Tory rebels push for continued single market membership and a guaranteed vote on the final Brexit deal. 

The government's victory in last night's EU Withdrawal Bill vote was superficially comfortable. The Brexiteers won the vote by 326-290, with seven Labour MPs (Ronnie Campbell, Frank Field, Kate Hoey, Kelvin Hopkins, John Mann, Dennis Skinner and Graham Stringer) backing the bill and six abstaining. Only one Conservative MP (Ken Clarke) aided the Remainers by abstaining. 

But as Stephen wrote this morning, life now gets harder for Theresa May. Within minutes of the bill's passage after midnight, MPs were queuing up to table amendments. Tory Remainers have long regarded the bill's committee stage as their moment. 

A total of 136 amendments and 29 clauses have been tabled by MPs. This includes 24 by the Labour leadership, but even May's most ardent opponents are unlikely to back anything with Jeremy Corbyn's name on it. For this reason, the amendments to watch are those tabled by Labour and Tory backbenchers.

Dataset section.
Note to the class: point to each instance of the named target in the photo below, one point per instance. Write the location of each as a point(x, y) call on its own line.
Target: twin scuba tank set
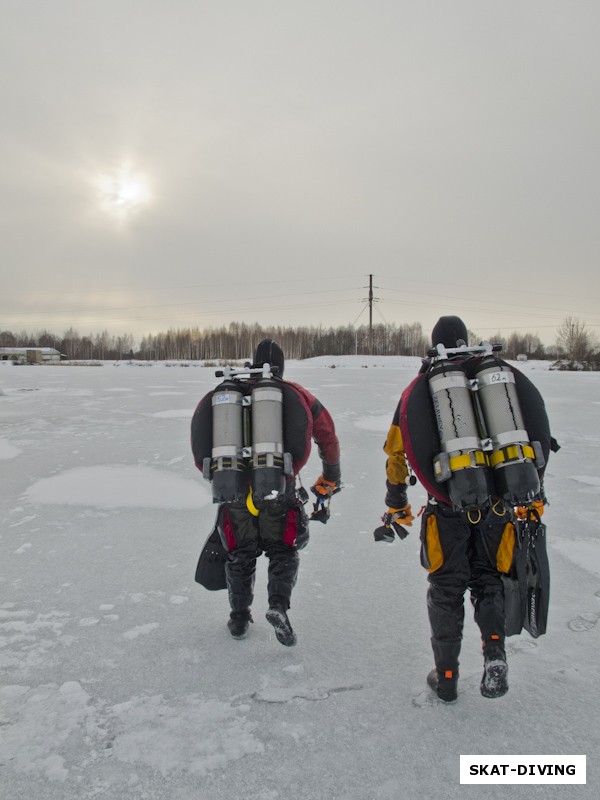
point(486, 450)
point(247, 428)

Problem set.
A: Transcribe the part of the Brexit article between "The government's victory" and "the Remainers by abstaining.", inclusive.
B: According to the Brexit article, what was the final tally in the EU Withdrawal Bill vote?
C: Pick up the article on the EU Withdrawal Bill vote right after its last sentence and keep writing.
Leave the lines out of this entirely.

Answer set.
A:
The government's victory in last night's EU Withdrawal Bill vote was superficially comfortable. The Brexiteers won the vote by 326-290, with seven Labour MPs (Ronnie Campbell, Frank Field, Kate Hoey, Kelvin Hopkins, John Mann, Dennis Skinner and Graham Stringer) backing the bill and six abstaining. Only one Conservative MP (Ken Clarke) aided the Remainers by abstaining.

B: 326-290.

C:
Nine Conservative rebels (including Ken Clarke, Dominic Grieve, Nicky Morgan and Anna Soubry) have demanded that the government "empower Parliament to control the length and basic terms of transitional arrangements". At present, though May has accepted the need for a transitional period after Brexit (or "implementation period" as she prefers to call it), she has ruled out continued membership of the single market and the customs union. But Labour's changed stance creates a potential parliamentary majority for a softer transition. A Tory amendment explicitly calls for the UK to "retain the provisions of the European Economic Area Act 1993 as part of domestic legislation beyond exit day" (in effect, guaranteeing continued single market membership). 

The same nine Tory rebels have also called for the government to ensure that the final Brexit deal is "approved by statute passed by parliament" (as May has promised) and for ministers to "remove the exclusion of the Charter of Fundamental Rights from retained EU law" (the charter guarantees a panoply of human rights). Twelve Conservative MPs have backed a reduction in the so-called "Henry VIII powers", which would allow ministers to make sweeping changes to UK law without parliamentary approval. 

Though it was the public who voted for Brexit (the first time a referendum had not affirmed the status quo), it is MPs who will determine the form it takes. For decades, it was Eurosceptics who revered parliamentary sovereignty. But as Remainers seek a softer Brexit, and as Leavers seek an unimpeded withdrawal, their roles have now been reversed. 

George Eaton is political editor of the New Statesman.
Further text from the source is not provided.